Raw data.

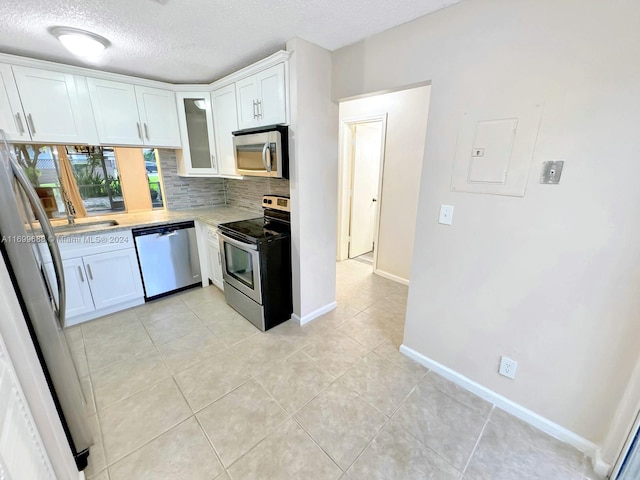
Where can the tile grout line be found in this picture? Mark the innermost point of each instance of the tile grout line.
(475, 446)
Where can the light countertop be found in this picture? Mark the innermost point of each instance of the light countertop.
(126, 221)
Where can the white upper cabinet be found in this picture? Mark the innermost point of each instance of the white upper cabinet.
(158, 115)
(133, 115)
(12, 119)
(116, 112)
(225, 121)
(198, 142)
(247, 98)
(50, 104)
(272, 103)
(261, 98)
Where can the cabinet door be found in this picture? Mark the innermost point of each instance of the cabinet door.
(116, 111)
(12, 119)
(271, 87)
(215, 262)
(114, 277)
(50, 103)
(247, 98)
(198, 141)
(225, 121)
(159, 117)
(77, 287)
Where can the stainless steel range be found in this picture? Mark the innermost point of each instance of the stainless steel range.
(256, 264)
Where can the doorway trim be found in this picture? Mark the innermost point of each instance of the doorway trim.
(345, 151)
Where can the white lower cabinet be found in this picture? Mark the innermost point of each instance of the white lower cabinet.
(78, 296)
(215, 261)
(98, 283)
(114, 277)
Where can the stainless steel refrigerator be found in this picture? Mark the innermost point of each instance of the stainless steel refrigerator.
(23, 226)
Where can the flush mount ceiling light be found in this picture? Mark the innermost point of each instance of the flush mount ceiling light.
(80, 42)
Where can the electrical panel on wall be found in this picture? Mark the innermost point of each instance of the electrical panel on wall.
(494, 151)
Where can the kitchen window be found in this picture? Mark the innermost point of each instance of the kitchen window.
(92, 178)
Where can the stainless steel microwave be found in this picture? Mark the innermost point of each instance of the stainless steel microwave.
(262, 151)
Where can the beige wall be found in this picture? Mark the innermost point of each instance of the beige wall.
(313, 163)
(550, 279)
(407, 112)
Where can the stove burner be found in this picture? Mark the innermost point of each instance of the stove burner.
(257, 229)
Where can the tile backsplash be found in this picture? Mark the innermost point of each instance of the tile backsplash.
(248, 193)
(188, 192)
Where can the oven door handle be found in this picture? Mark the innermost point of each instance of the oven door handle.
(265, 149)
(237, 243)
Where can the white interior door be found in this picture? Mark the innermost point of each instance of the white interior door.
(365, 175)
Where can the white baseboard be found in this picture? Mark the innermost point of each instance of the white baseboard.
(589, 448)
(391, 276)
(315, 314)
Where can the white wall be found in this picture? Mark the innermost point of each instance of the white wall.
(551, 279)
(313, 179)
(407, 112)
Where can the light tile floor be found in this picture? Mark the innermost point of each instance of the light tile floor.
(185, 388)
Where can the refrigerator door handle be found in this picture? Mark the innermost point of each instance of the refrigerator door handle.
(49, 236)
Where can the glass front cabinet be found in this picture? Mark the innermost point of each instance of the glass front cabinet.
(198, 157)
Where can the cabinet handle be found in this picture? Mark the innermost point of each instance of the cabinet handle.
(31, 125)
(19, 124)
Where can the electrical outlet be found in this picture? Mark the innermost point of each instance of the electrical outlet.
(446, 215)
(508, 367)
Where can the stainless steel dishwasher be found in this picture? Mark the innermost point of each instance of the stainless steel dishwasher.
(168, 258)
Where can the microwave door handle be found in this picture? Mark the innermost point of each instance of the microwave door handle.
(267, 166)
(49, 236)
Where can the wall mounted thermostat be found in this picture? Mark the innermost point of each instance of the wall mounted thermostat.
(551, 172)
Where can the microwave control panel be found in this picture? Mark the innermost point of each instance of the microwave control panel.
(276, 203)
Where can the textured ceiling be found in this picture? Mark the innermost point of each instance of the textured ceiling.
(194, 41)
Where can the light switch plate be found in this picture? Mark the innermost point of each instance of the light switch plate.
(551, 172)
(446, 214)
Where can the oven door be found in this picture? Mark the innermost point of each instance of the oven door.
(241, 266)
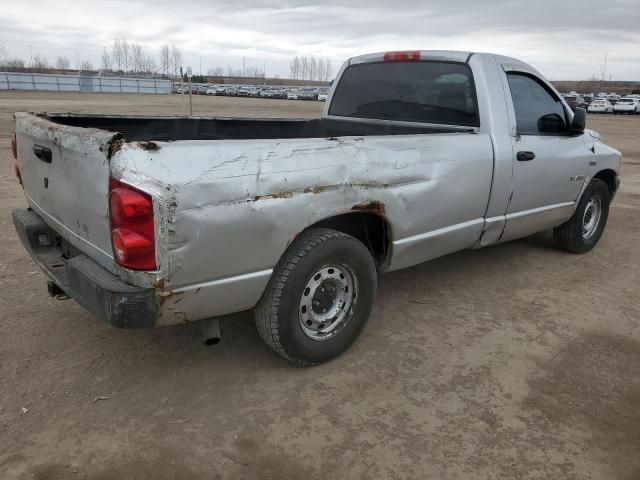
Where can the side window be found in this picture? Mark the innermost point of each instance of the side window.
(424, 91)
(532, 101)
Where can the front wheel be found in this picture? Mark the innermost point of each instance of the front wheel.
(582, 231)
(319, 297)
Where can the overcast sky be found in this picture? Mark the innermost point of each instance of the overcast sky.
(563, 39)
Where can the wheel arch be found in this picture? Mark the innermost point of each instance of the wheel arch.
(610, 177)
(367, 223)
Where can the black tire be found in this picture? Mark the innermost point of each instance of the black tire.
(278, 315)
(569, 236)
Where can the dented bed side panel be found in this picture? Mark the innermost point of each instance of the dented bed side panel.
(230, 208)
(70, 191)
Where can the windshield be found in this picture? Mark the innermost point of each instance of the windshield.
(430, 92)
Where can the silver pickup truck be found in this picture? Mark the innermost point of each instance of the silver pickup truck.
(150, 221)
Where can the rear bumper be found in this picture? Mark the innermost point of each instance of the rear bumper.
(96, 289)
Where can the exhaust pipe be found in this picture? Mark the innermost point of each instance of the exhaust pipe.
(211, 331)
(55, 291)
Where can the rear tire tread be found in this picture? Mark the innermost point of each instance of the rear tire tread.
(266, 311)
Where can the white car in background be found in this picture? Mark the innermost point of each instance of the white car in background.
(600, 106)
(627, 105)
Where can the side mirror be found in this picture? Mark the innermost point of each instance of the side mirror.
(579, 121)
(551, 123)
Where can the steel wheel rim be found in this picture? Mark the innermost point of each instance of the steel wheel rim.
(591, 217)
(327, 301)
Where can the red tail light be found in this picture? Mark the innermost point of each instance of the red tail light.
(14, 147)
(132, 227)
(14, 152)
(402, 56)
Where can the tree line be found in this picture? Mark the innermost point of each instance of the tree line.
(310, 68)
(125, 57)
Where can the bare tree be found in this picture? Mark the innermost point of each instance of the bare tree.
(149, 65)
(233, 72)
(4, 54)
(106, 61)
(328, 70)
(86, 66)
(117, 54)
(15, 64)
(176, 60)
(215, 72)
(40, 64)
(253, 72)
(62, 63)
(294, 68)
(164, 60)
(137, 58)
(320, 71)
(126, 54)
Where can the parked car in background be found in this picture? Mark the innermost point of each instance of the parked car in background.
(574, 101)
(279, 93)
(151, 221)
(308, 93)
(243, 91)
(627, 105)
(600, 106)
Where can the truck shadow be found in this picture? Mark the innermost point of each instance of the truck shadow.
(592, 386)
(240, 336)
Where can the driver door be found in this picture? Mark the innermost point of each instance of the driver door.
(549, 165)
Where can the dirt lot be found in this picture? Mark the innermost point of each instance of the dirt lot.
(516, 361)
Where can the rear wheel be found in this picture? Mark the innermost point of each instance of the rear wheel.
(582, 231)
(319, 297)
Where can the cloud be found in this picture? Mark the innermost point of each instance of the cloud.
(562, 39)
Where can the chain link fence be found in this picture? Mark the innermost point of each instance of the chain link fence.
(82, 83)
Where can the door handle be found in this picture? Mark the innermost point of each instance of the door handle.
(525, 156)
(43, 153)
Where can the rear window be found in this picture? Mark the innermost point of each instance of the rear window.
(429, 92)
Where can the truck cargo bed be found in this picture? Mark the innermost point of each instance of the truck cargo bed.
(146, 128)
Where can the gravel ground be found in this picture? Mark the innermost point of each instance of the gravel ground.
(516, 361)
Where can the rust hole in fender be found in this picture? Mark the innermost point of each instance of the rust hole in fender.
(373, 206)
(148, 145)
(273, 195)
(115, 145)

...

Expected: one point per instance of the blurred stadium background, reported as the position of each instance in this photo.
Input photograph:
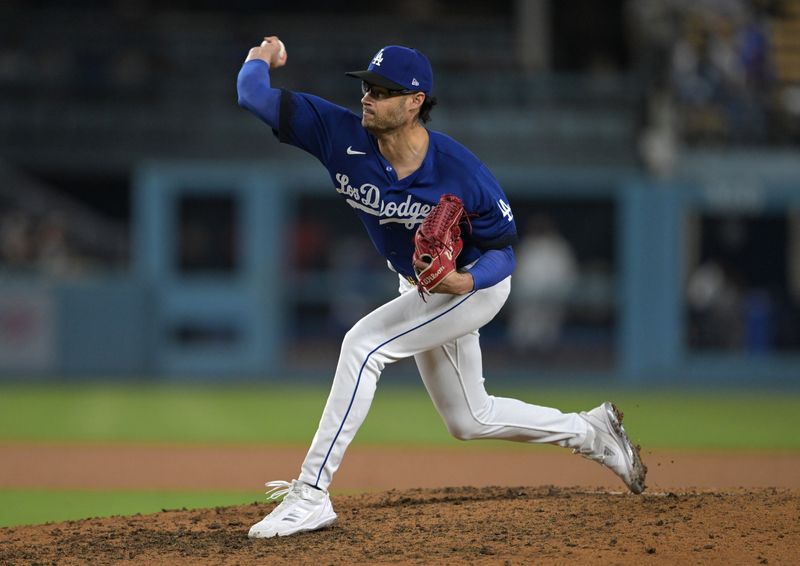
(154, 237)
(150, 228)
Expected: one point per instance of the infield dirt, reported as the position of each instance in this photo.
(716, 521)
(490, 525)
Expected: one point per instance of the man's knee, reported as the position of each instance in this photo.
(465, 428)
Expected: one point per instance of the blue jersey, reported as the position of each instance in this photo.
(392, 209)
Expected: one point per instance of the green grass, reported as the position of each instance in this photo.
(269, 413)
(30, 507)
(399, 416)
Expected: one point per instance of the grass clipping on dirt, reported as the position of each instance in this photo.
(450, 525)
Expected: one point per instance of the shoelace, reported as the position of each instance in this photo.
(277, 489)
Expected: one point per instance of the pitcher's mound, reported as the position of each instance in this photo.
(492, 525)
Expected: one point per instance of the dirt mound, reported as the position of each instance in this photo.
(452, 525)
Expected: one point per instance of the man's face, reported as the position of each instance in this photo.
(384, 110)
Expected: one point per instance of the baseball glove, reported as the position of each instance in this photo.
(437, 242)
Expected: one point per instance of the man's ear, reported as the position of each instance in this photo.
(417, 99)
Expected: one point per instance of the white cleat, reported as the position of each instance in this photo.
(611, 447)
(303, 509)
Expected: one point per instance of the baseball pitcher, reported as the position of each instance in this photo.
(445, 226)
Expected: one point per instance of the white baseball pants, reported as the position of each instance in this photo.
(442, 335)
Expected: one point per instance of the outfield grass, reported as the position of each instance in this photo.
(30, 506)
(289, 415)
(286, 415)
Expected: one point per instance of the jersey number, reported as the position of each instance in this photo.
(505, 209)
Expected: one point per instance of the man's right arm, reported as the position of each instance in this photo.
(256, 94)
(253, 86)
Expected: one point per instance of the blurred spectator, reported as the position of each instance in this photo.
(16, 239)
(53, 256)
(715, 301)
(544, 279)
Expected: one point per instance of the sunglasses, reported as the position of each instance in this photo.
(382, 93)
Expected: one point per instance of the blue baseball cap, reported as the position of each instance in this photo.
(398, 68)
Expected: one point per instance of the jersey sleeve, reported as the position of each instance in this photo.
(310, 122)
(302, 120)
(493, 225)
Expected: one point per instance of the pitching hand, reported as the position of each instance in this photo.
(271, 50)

Required work.
Pull out every line of the rows above that contains the string "steel", copying each one in full. Case counts.

Output of the task.
Where can the stainless steel range be found in this picture? Mark the innermost point of each instance of the stainless steel range.
Where can the stainless steel refrigerator be found in this picture? Mark the innermost point of each instance of the stainless steel refrigerator.
Where can the stainless steel microwave be found in this picture? Mark the innermost point of each instance of the stainless steel microwave.
Where can the stainless steel dishwasher be found in this picture? Mark the innermost point of each instance of the stainless steel dishwasher.
Where can the steel wheel rim be found in this picture? Mark the innermost point of each instance of the steel wheel rim.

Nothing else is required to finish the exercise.